> **Exercise task**: Repeat each entry word for word. Leave any images out of the copy.

-------- Source records

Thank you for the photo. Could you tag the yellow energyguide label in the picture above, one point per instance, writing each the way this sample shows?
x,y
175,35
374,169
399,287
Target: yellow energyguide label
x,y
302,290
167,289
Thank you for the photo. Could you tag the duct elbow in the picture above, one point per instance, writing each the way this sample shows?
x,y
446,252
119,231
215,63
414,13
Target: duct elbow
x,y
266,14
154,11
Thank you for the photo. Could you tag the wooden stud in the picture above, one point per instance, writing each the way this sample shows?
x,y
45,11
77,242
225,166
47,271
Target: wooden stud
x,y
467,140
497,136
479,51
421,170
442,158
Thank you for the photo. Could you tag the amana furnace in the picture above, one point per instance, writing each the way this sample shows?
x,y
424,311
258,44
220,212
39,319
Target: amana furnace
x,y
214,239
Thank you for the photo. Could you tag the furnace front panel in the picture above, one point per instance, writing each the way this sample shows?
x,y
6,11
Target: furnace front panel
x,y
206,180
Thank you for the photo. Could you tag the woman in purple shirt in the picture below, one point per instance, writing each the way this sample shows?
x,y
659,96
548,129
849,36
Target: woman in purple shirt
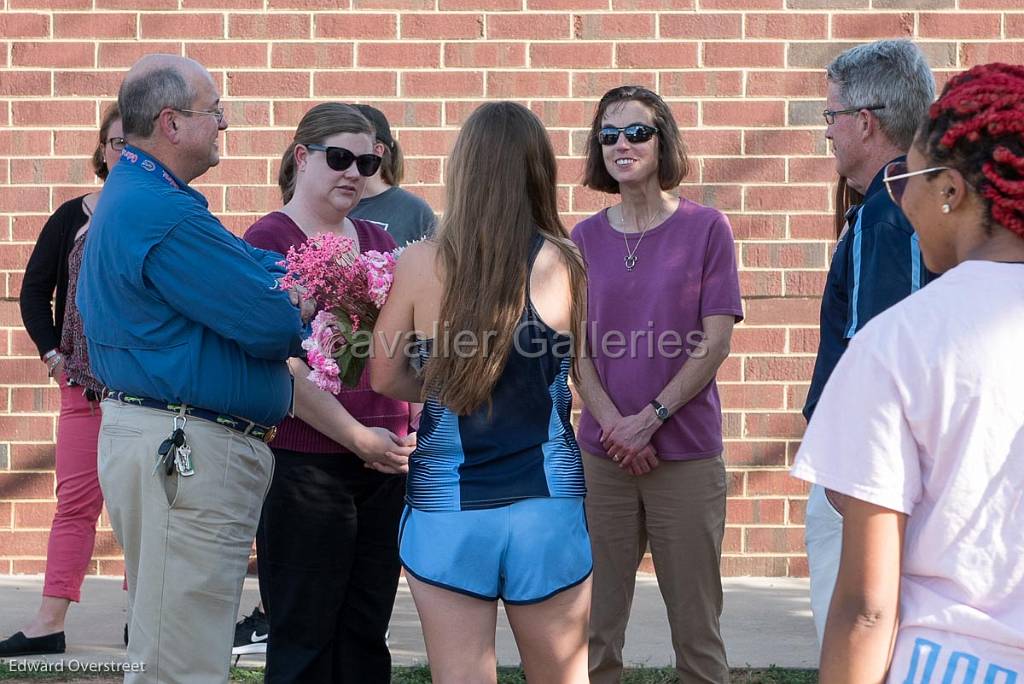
x,y
664,295
328,537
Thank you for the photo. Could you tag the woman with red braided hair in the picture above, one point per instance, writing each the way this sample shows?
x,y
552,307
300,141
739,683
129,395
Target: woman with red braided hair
x,y
922,423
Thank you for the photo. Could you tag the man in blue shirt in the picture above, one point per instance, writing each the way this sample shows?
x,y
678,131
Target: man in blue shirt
x,y
189,332
878,95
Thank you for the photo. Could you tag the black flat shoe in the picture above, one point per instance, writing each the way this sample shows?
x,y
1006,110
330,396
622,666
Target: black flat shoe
x,y
23,645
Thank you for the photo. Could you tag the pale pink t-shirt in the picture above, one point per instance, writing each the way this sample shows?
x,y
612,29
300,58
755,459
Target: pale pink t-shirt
x,y
925,415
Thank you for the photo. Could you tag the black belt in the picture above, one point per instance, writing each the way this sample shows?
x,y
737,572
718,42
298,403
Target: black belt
x,y
243,425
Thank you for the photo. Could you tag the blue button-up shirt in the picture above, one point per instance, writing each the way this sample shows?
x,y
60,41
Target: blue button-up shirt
x,y
177,308
877,263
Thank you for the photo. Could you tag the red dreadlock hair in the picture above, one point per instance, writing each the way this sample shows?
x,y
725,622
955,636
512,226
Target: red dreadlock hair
x,y
977,127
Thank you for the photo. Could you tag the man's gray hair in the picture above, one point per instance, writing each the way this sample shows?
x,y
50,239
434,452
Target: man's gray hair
x,y
142,97
893,73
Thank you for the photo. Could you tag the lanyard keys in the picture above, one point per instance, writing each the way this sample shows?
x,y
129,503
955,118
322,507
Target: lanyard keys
x,y
167,454
182,461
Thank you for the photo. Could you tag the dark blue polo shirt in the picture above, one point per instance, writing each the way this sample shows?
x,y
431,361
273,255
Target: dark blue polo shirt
x,y
177,308
877,263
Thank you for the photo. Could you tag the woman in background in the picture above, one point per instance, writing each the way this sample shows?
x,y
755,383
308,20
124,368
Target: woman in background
x,y
406,216
56,331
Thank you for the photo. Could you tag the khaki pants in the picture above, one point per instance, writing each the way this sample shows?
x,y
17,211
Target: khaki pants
x,y
186,540
680,509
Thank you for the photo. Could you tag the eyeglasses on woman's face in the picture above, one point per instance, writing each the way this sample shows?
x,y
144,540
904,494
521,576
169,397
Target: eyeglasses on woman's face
x,y
340,159
608,135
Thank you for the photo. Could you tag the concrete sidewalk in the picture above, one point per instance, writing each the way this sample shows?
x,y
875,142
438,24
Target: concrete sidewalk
x,y
766,622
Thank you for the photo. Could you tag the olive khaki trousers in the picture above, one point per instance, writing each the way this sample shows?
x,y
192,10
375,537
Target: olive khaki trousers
x,y
185,540
679,508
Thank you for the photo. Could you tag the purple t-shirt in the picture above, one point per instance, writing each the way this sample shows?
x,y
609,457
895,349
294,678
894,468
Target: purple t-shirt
x,y
642,324
276,231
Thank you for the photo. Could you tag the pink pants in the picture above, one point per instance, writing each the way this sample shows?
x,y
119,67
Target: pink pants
x,y
79,498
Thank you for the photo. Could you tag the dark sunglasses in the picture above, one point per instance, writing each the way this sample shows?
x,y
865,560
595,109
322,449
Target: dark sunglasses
x,y
633,132
340,159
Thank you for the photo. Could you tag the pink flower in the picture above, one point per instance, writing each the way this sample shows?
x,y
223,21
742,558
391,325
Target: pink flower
x,y
345,287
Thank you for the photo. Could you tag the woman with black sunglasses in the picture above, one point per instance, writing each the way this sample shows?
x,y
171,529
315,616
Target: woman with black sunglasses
x,y
328,537
55,328
663,298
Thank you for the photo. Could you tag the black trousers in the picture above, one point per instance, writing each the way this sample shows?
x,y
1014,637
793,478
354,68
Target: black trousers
x,y
328,556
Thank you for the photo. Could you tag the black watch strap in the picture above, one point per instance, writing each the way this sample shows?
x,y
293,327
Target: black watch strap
x,y
659,410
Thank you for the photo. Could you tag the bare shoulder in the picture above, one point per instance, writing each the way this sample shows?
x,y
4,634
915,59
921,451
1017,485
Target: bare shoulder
x,y
552,260
419,259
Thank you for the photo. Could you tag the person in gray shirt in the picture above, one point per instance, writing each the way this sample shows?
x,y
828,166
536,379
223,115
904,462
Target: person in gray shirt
x,y
399,212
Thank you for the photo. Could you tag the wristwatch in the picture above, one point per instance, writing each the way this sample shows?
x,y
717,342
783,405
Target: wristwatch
x,y
659,410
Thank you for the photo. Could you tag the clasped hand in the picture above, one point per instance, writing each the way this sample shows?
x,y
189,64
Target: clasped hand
x,y
307,307
627,440
383,451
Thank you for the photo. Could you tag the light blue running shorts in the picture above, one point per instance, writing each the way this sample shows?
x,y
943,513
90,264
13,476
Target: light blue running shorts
x,y
523,552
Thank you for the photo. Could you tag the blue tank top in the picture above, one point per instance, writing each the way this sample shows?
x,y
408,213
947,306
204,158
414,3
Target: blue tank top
x,y
523,447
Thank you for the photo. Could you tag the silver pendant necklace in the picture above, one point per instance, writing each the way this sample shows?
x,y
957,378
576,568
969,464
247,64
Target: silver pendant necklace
x,y
631,255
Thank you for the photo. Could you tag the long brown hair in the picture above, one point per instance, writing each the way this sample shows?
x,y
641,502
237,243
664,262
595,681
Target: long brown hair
x,y
316,125
501,189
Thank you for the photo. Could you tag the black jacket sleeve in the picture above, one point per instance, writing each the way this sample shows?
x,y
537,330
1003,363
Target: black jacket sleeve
x,y
42,276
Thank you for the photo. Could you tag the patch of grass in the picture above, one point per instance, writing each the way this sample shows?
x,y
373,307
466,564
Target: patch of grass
x,y
421,675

----------------

> **Task solution**:
Thank you for the photo. Could you tag the yellow energyguide label in the picture above, one point per instance, writing each the way this sample shows?
x,y
175,35
374,169
399,287
Target: yellow energyguide label
x,y
302,290
167,289
Thank you for the photo. Could you tag the duct elbow in the picture above, one point per instance, writing each the way this sample shows?
x,y
446,252
119,231
215,63
414,13
Target: duct elbow
x,y
266,14
154,11
Thank you for the photo. Could you tag the wooden stud in the picture above, one point per instance, writing each the way this sample shows?
x,y
45,11
77,242
225,166
47,271
Target: wooden stud
x,y
467,140
497,136
479,51
421,170
442,158
Thank you for the photo. Could you tag the amana furnace in the picture above, one point per instance, writing each the way this sample shows?
x,y
424,311
258,44
220,212
39,319
Target: amana furnace
x,y
214,239
Thank you for the photo. Could you tag the furnace front panel in the picture above, one point per instance, writing each the way this sample shows?
x,y
6,11
Target: furnace front panel
x,y
206,180
Thank you for the photo. Could you tag the woman in purple shirt in the picture below, one point per instance, writing each the way this sample shows?
x,y
659,96
548,129
849,36
Target: woman in purple shirt
x,y
664,295
328,537
Thank you for the photo. Could you tag the woman with red braided hair in the picture above, one point per instance, writing each the way this sample shows?
x,y
552,307
300,141
739,683
129,395
Target: woman with red braided hair
x,y
922,423
Thank you for the photo. Could you tag the man in blue shirt in the picture above, one point per instance, writing each the way this sample shows?
x,y
678,131
Target: man in blue shirt
x,y
189,332
878,95
Thank you for the photo. Could you tag the black flat shoe in the picture above, one point per instance, writing each the way this sample shows?
x,y
1006,110
330,396
622,666
Target: black flat shoe
x,y
23,645
Thank you for the photo. Could you tag the pale pink t-shirt in the picture above, one point per instance, writing each the way this sample shows?
x,y
612,29
300,58
755,459
Target: pale pink t-shirt
x,y
925,415
Thank you for the photo. Could you tag the black belt in the picture above, one point per instance, writing each the way this sample shows?
x,y
737,572
718,42
298,403
Target: black belt
x,y
243,425
Thank you for the photo. Could you tag the blue button-up shirt in the picture above, one point per instance, writing each the way this sample shows?
x,y
60,41
Target: blue button-up shirt
x,y
177,308
877,263
Thank you for the photo. Could you tag the red dreadlock hair in the picture above, one point per instance, writing each the way this sample shows?
x,y
725,622
955,636
512,226
Target: red dreadlock hair
x,y
977,127
Thank you for the photo. Could you tag the man's gray hair in the picture above, one point per instance, writing each the way this sample shows?
x,y
50,239
434,452
Target: man's gray hair
x,y
142,97
893,73
Thank you for the photo. Could you tag the lanyard keys in the picture above, one point per instance, writing each the way this sample shows?
x,y
129,503
955,118
322,507
Target: lanyard keys
x,y
167,454
182,461
Thank you for the photo. Could you tag the dark blue polo shirt in the picture above, one point per instance, writing each the way this sample shows?
x,y
431,361
273,255
Target: dark blue polo shirt
x,y
177,308
877,263
Thank you for the photo. Could you tag the woman in background in the picture above, one point per instance, writing each the way this sample shows?
x,y
755,383
308,20
124,368
Target: woman in background
x,y
406,216
56,331
Thank you for the photo. Could you tag the khaki pants in the picture above, one point per instance, writing each the way this sample shows?
x,y
17,211
Target: khaki pants
x,y
186,540
680,509
Thank you for the photo. Could you tag the eyeglasses on woman's face in the picture above, one point per instance, writing each the way this sample shows?
x,y
144,540
904,494
521,576
169,397
Target: eyeglasses on woman's face
x,y
340,159
608,135
Thank you for the photo. Could you tag the concrete sidewalk in the picture above, one point per instance, writing each the way this sample shows?
x,y
875,142
438,24
Target: concrete sidewalk
x,y
766,622
Thank you for the photo. Could you tag the olive khaki trousers in the picture above, one point per instance, writing each the way this sample shows?
x,y
192,10
375,537
Target: olive khaki trousers
x,y
185,540
679,508
Thank you for the photo. Could you tag the purple t-shirt in the picture above, one point per instance, writing each the way this sample shows?
x,y
609,457
895,349
294,678
894,468
Target: purple t-shirt
x,y
642,324
276,231
Thank you for the photo. Could you tag the pink pants in the picture above, one point per instance, writing each the way this sample shows?
x,y
119,67
Target: pink pants
x,y
79,498
Thank you for the photo. Could you tag the dark sunglasses in the picture above, one point per instance, writing each the way this sample shows?
x,y
865,560
595,109
322,449
Target: dark sunglasses
x,y
633,132
340,159
Thank you for the photo. Could you tag the pink flower in the picture above, one point per instance, writing each the way this sample shows?
x,y
223,21
742,558
391,325
Target: pink flower
x,y
345,287
Thank you for the photo. Could you tag the woman with black sunglasses in the picture above, one point per instance, writing each the way this sample shows?
x,y
171,529
315,616
Target: woman with black sunglasses
x,y
328,537
55,328
663,298
Thank you for the photo. Could you tag the black trousers in the picture above, one point per instance, writing each the way this sample shows?
x,y
1014,637
793,478
354,68
Target: black trousers
x,y
328,556
Thank you for the photo. Could you tag the black watch strap in the picture above, one point per instance, writing each the way this sample shows?
x,y
293,327
Target: black watch strap
x,y
659,410
Thank you for the photo. Could you tag the bare shoulder in the picture above, one point per instance, writing each the way this sample shows?
x,y
4,634
915,59
921,451
1017,485
Target: bare shoulder
x,y
552,260
419,259
Thank you for the photo. Could you tag the person in gray shirt in the picture above, one point per instance, writing each the way this sample shows?
x,y
828,166
536,379
223,115
904,462
Target: person in gray shirt
x,y
399,212
Thank you for the photo. Could you tag the wristwatch in the picture above, one point per instance, writing each the way this sample shows?
x,y
717,342
783,405
Target: wristwatch
x,y
659,410
Thank you for the photo. Could you tag the clasped hand in the picture above, one point per instance, writing each the way this sample shows?
x,y
189,64
Target: clasped hand
x,y
307,307
627,440
383,451
Thank you for the photo. Could you tag the light blue running shorts in the picture above, one point per instance, writing each the way this sample shows?
x,y
943,513
90,264
13,476
Target: light blue running shorts
x,y
523,552
Thank you for the photo. Could you tag the blue tank top in the picture above, one point per instance, writing each the way this sample shows?
x,y
408,213
947,306
204,158
414,3
Target: blue tank top
x,y
523,447
Thank you for the photo. Could you tag the silver pendant necklace in the picture above, one point per instance, writing each the way this sample shows?
x,y
957,378
576,568
969,464
247,64
Target: silver pendant necklace
x,y
631,255
Thank you for the photo. Could you tag the long brown hair in the picture above, one point per instance, writing each the way this sample shows?
x,y
641,502
237,243
664,262
595,681
Target: long brown hair
x,y
316,125
501,189
Thank you for the photo. Could you tag the black jacket sleeve in the picture above, one point per instance, writing each the way this sample shows?
x,y
537,330
1003,363
Target: black jacket sleeve
x,y
42,276
Thank you for the photo. Could you tag the patch of grass in the picture above, one point per instance, writing each the way this sample shows?
x,y
373,307
466,564
Target: patch of grass
x,y
421,675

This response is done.